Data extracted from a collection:

BEGIN

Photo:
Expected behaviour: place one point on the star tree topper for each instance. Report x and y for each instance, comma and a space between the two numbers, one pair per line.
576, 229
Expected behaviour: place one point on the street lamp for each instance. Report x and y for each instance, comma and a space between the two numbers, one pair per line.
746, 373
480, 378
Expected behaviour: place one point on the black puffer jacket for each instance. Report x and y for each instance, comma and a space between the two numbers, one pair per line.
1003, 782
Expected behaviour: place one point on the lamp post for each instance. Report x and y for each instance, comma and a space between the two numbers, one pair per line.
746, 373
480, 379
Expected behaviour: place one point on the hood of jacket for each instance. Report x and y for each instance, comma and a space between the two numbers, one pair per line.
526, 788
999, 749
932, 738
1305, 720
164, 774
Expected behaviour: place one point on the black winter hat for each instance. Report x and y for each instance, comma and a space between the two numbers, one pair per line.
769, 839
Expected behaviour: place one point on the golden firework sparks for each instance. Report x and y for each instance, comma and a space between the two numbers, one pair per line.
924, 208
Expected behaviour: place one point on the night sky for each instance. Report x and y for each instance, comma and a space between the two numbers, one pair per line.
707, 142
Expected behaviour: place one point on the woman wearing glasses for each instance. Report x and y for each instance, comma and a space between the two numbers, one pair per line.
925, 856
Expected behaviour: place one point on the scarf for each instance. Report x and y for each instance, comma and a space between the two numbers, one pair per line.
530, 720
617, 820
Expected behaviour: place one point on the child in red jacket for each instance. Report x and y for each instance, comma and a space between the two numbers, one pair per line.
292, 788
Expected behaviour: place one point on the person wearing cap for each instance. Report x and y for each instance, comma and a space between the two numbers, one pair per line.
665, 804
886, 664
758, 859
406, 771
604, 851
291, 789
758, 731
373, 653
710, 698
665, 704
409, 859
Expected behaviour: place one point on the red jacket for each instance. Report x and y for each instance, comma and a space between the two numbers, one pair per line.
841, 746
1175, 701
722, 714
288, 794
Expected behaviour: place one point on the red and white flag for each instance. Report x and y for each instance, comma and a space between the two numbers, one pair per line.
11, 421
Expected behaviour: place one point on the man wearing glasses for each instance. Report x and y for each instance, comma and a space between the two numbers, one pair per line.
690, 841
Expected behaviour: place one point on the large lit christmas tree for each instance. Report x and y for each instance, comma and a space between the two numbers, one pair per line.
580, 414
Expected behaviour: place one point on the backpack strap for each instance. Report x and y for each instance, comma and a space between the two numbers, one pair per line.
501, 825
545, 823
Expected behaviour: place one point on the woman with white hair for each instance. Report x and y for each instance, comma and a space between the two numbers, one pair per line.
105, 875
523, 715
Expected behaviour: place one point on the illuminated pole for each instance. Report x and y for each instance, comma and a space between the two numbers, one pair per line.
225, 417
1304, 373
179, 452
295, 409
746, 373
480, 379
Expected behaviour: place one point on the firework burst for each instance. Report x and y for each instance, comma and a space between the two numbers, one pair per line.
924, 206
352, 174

END

§ TASK DIRECTIONS
Exact copies of every record are required.

§ FINISHED EXERCISE
Photo:
Expected behaviour: place one point on the star tree topper for each instance. Report x and y for each instance, comma and a space between the two numbers, one pair per line.
576, 229
Expected behaviour: place one point on the street lamp for each instance. Report x and y for each instance, comma and a space between the two numbers, one pair per line.
746, 373
480, 378
Expected behaviour: place one point on the black puffer jacket for each instance. Report x and y for each instance, comma and a space between the two numbers, one pair per line.
1003, 782
Expected behaviour: place one point on the lamp post for each instance. Report x and y for each instance, comma and a space between the two numbers, one pair per line.
746, 373
480, 379
Expected behaviour: place one point on the hood of jacket for each instance. Report x and y for each instance, comma and a space between the two numbers, one pair per line.
526, 788
999, 749
932, 738
1305, 720
164, 774
Expected behaviour: place one point on the black winter hat for each instance. Report x and y for each instance, comma and a space between the two numbers, one pair per line.
769, 839
Expected behaviour: place one point on the golden firework sparks for each instance. Report x and y for each instance, comma and a space between the two numbers, one pair per line.
924, 208
Expected behaviour: place one point on the night sky for each instance. Report x and y for each instance, comma and a space between the two numbers, one pair per line.
707, 142
Expected behaviour: place one point on the woman wearing glasses for each instance. Report x and y for each instance, comma and a space between the two numbers, one pair per line.
925, 856
Expected behaviour: place one point on the scarf for each instance. Report x and y for each instance, comma and a space between the two numbers, one pair per line.
530, 720
617, 820
Expected behaviour: place one point on the child in red jacket for each instance. Report x and y for each instance, comma and a space between the two numbers, one pair per line.
292, 788
Expected behaviour: place one point on the person wearing cap for each instance. Report x and y for each instance, comma and a space between the two numbers, one pair per line.
665, 804
886, 664
758, 859
406, 771
604, 851
291, 789
758, 731
373, 653
710, 698
665, 704
409, 859
Expected behaviour: place one point on the red jacket for each instance. Report x and y for each instance, comma and a space between the two numbers, one pair per line.
841, 746
1175, 701
722, 714
288, 794
Expected behaviour: place one point on the red and white flag for each instance. Report x and y for each instance, comma and a space between the two numbers, one pair per line.
11, 421
Expected behaviour: place one point on the man wearing glasses for each instance. Report x and y for each instance, comma and a space between the two numbers, one pair per line.
690, 841
Expected behaviour: place one point on the large lit christmas tree for each instance. Report x and y for each instance, comma and a space between the two numbers, one pair per line.
580, 414
Expected behaviour: place one point on the backpack strap for each instance. Report x and y for each instance, comma and a space between the two numbers, one pair per line.
501, 825
545, 823
Expected behaviour: place one point on the woman with white hair for each instance. Report x and y for each instance, comma and a space between the two numbers, one pair per line.
105, 875
523, 715
Expected behaviour: place one point on the illuminated pole for each instance. Report x and y for each instance, comma and a space between the two numbers, one pair per line.
225, 417
1304, 373
179, 452
295, 409
746, 373
480, 379
Expected behaviour: place one point on the firework burst for each instance. Report x and y for each instance, comma and a space between the two numbers, one pair per line.
924, 206
352, 174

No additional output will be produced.